**TEXTSTELLE**:

****************************************

Sie sind die älteste Kommunikationsform der Menschheit. Von der Höhlenmalerei über ägyptische Grabinschriften bis hin zu Bildzyklen aus der Bibel an Decken und Wänden von Kirchen. In Stein geritzt mit Griffel und Kratzeisen, gemalt und gezeichnet mit Pinsel oder Kohlestift sind die Ornamente, Figuren und Inschriften die damaligen Vorreiter der heutigen Graffiti. Egal ob man Liebesschwüre in Baumstämme schnitzt oder sich mit Edding an Klowänden verewigt, man hinterlässt ein Zeichen. Sheena Wagstaff, Ausstellungsleiterin am Tate Modern in London, fasste dies folgendermaßen zusammen: „Der Name und der ,Tag´ sind eins. Genau das ist es, was Graffiti bedeuten. Es geht um Identifikation, um ein persönliches Symbol. Es ist ein Weg zu sagen: Hier bin ich.”

Ursprung in den USA

Schon um 1830 wurden in Frankreich Kritzeleien an Häuserwänden genutzt, um auf soziale Missstände aufmerksam zu machen. Sie waren Markenzeichen der „Gamins“, der Pariser Straßenjungen. Heutzutage sind Graffiti weniger politisch motiviert. Für die meisten Writer sind sie Selbstidentifikation und Kampf um Anerkennung genauso wie Mutprobe und Gestaltungskunst.
Graffiti in der Form, wie wir sie heute kennen, hatten ihre Anfänge in den USA. Im Juni 1971 veröffentlichte die New York Times einen Bericht über „TAKI 183“. Der 17-jährige Grieche schrieb seinen Spitznamen „Taki“, eine Verniedlichung von Dimitrios, an Häuserwände, während er als Bote tätig war. Die 183 kam von seiner Adresse 183rd Street, Washington Heights, Manhattan. Durch die Erwähnung in den Medien wurde „Taki“ in ganz New York berühmt und fand viele Nachahmer. Für viele von ihnen lag der Reiz darin, berühmt zu werden. Vom Personenkult in den Massenmedien beeinflusst wollten sie der tristen Anonymität und Unpersönlichkeit ihrer Stadtviertel entfliehen.
„Man lebt unter Millionen von Menschen, ist eine kleine Nummer und hat keinen Bock mehr darauf… Man schafft sich eine neue Identität“, so „Odem“, ein deutscher Graffitikünstler der ersten Stunde.
In Deutschland bekannt wurden Graffiti durch Low-Budget-Filme wie „Wildstyle“ (1983), die Dokumentation „Stylewars“ (1984 und 1985) und Hollywoodstreifen wie „Beatstreet” (1984). Graffiti sind eng mit der Hip-Hop-Szene verknüpft.
Deshalb war auch der Breakdance-Trend entscheidend, der in zahlreichen Tanz- und Musikvideos über die Bildschirme ins Bewusstsein der Jugendlichen gelangte.
Die Breaker fingen an, es den New Yorker Writern gleichzutun, indem sie ihre Pseudonyme mit Markern und Sprühfarben in Unterführungen schrieben.

****************************************

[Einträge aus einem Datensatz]
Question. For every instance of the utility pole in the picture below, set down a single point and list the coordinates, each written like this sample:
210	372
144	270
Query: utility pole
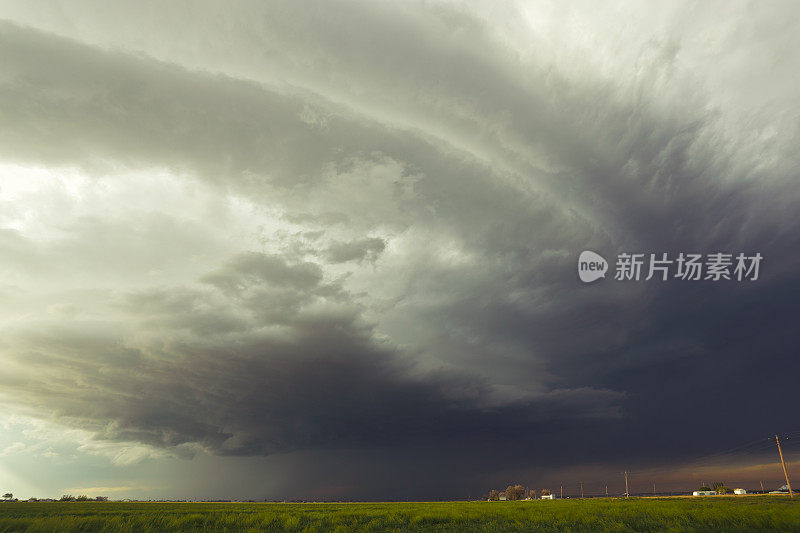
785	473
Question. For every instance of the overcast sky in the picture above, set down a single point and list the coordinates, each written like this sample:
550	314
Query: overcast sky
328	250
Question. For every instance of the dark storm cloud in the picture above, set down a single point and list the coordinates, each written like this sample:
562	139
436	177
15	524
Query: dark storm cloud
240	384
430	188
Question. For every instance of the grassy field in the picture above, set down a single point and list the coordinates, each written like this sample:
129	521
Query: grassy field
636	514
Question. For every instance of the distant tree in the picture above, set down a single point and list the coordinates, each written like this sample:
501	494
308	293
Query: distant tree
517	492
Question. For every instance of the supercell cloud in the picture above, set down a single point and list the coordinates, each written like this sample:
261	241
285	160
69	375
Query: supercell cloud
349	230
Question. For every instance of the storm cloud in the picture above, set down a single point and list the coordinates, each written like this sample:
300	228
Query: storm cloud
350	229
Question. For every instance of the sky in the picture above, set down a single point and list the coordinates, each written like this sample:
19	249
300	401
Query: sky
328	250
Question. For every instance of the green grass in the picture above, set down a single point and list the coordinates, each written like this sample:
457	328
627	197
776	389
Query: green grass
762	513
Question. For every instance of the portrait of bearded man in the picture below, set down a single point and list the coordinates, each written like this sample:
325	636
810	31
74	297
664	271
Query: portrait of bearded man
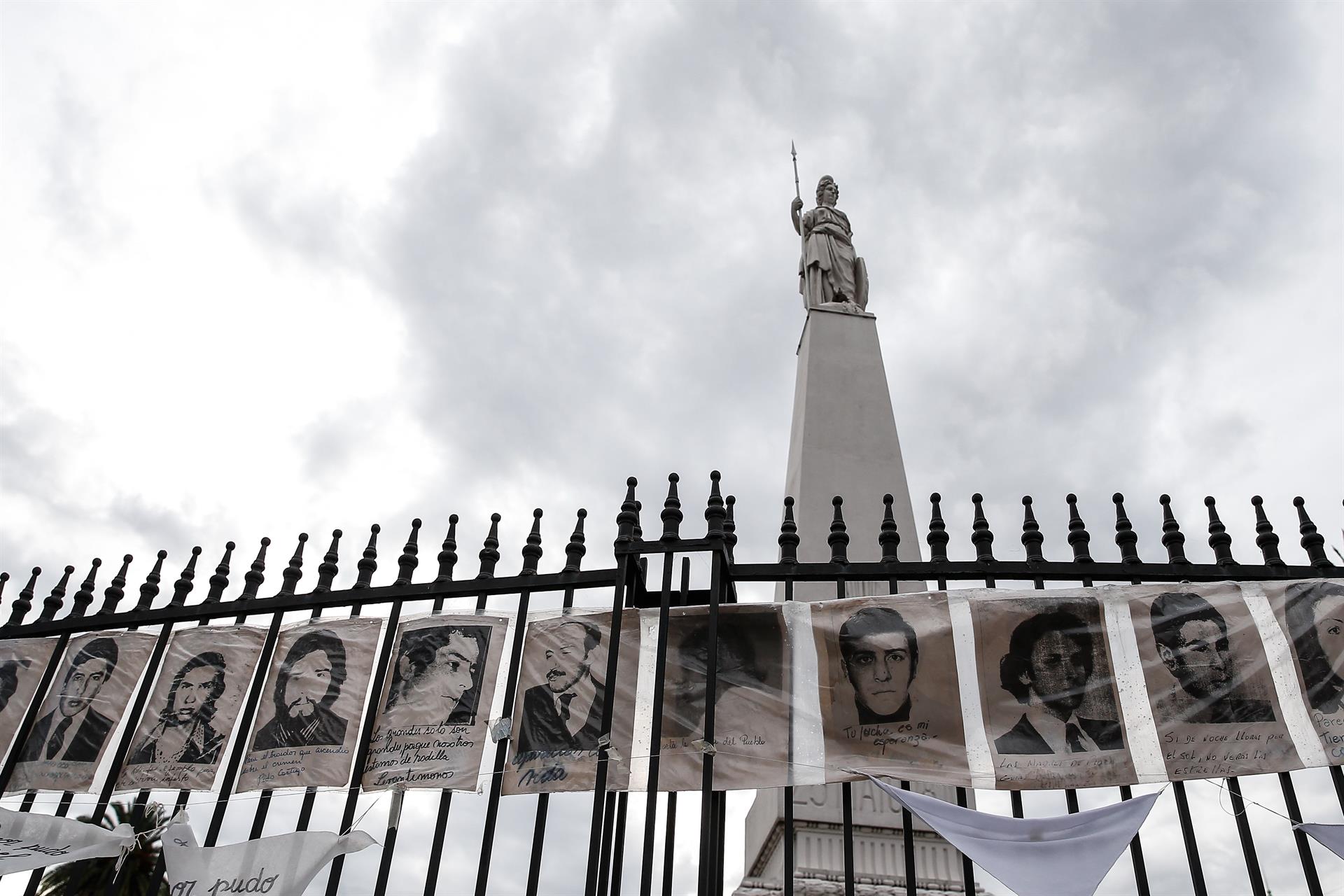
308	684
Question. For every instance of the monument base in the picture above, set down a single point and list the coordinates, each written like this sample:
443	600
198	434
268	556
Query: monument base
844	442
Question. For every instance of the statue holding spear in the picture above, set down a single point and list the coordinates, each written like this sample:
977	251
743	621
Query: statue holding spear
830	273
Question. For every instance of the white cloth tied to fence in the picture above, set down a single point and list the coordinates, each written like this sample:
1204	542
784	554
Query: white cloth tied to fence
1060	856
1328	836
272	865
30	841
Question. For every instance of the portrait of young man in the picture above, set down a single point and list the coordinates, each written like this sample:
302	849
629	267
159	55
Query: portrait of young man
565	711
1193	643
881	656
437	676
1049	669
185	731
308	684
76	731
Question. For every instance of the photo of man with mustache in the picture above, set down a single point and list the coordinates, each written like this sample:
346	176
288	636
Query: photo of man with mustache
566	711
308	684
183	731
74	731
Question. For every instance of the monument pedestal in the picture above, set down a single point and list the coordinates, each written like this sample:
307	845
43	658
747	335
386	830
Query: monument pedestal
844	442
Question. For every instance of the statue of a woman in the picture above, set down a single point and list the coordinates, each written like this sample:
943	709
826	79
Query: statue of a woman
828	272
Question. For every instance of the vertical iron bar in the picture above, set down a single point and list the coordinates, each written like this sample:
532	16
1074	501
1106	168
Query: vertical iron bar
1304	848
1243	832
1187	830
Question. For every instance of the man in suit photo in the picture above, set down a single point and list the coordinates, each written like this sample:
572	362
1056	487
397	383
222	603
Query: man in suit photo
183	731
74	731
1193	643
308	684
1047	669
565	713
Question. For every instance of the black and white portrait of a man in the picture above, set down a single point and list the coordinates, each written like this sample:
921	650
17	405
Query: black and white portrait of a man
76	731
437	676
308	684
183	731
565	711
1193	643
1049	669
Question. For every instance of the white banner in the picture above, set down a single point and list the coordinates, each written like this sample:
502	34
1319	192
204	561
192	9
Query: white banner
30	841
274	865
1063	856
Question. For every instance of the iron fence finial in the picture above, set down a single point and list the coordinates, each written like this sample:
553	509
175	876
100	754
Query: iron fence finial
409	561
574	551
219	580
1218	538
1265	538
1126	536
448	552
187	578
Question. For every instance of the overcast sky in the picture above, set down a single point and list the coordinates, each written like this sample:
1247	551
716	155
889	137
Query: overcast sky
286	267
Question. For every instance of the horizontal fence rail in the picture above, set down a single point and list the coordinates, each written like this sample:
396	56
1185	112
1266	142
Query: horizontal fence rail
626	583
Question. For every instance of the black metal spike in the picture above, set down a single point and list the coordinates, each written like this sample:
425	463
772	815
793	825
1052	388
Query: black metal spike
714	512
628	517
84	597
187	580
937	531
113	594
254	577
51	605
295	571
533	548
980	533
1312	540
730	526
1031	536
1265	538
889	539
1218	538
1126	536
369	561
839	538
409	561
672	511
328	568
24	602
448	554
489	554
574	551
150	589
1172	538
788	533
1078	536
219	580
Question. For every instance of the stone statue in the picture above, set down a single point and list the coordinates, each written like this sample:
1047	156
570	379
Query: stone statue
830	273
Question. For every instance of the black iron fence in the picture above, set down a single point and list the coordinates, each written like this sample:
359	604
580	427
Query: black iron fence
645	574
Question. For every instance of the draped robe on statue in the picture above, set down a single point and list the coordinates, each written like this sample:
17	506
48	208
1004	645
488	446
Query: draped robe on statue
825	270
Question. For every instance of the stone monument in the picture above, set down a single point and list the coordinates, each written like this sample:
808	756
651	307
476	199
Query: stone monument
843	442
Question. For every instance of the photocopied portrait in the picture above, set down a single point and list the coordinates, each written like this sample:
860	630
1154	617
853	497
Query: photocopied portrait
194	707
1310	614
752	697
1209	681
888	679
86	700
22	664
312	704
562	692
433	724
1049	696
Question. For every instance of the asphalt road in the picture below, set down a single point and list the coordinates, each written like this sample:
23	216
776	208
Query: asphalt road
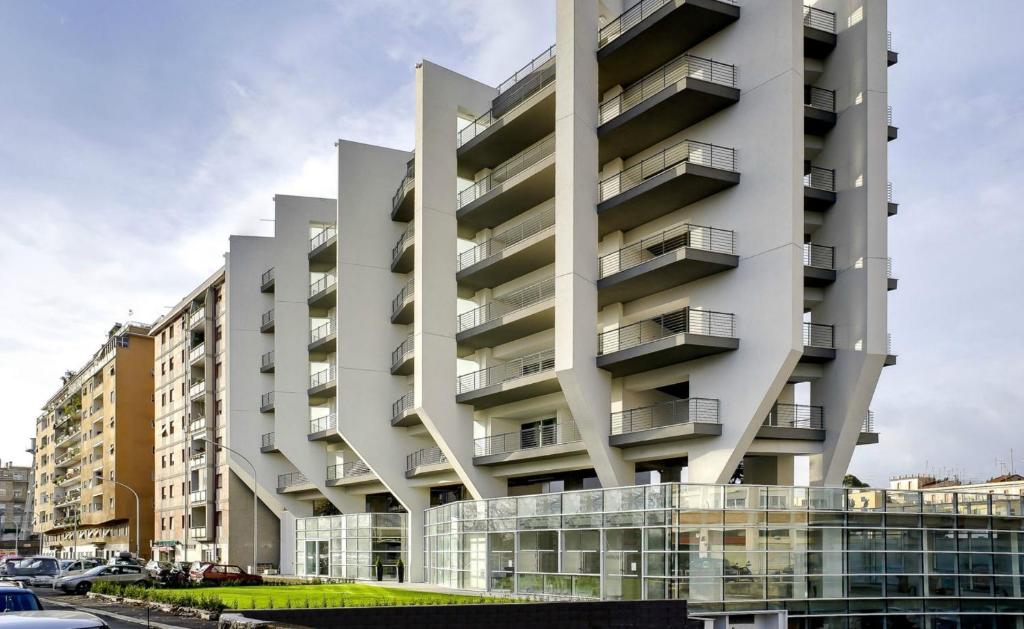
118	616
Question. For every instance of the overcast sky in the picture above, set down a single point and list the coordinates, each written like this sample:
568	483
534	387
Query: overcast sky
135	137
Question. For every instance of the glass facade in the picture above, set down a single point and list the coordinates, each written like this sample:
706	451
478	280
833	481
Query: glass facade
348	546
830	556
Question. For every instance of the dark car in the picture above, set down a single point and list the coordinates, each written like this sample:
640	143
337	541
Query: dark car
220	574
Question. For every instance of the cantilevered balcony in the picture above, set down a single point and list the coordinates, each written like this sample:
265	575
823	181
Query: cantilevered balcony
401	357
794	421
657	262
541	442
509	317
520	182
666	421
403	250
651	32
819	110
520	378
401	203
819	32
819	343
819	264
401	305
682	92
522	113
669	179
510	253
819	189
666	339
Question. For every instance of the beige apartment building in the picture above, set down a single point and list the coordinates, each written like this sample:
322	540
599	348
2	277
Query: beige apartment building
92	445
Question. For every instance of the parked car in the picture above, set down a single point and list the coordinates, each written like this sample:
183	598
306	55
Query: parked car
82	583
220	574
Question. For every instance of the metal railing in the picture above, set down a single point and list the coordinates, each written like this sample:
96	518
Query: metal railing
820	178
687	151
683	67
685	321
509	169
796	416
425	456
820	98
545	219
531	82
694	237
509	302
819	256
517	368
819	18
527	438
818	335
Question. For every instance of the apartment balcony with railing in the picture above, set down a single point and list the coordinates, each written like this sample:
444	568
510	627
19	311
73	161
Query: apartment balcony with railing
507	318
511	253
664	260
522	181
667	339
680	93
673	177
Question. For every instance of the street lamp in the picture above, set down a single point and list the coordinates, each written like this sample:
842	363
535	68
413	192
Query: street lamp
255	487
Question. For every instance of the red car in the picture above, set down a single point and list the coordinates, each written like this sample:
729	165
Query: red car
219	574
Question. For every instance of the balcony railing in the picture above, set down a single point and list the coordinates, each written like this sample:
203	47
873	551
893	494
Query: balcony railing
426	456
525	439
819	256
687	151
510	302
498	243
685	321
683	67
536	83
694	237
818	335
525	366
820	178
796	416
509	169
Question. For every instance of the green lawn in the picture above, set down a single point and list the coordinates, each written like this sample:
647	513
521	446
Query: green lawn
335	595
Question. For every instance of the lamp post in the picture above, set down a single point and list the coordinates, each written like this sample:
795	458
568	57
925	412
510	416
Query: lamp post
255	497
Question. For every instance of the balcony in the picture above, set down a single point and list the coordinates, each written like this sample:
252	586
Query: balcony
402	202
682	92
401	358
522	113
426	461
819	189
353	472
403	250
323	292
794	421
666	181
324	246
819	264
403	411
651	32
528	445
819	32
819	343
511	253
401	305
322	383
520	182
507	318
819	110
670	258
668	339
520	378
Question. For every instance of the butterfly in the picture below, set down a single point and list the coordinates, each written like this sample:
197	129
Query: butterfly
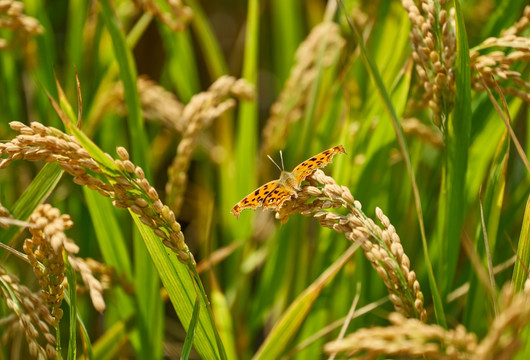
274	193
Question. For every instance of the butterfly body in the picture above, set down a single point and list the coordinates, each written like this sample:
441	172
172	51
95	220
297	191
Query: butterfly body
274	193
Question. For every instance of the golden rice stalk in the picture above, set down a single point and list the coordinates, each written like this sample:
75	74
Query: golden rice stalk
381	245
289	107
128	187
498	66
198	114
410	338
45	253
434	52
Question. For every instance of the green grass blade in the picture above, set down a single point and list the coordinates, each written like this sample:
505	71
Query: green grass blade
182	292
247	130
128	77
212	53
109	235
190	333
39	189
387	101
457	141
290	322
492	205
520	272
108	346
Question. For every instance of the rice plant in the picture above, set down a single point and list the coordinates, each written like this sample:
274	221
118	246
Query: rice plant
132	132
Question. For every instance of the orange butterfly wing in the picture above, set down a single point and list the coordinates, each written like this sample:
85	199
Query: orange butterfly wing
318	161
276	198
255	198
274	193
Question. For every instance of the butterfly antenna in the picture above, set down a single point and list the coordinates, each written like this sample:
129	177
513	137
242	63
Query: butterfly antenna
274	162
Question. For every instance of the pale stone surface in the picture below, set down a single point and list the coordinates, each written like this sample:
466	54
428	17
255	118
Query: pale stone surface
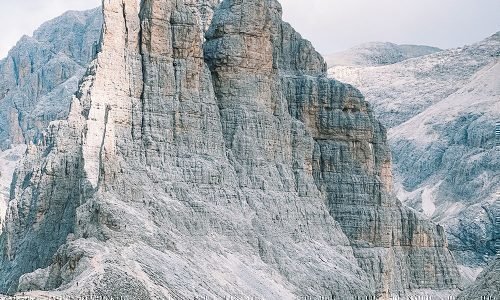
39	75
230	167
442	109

****************************************

Ersetze im Text über Graffiti „Jugendlichen“ durch „Heranwachsenden“ und gib dabei alles von „Deshalb war auch“ bis hinunter zu „der Jugendlichen gelangte.“ wieder.

**LÖSUNG DER AUFGABE**:
Deshalb war auch der Breakdance-Trend entscheidend, der in zahlreichen Tanz- und Musikvideos über die Bildschirme ins Bewusstsein der Heranwachsenden gelangte.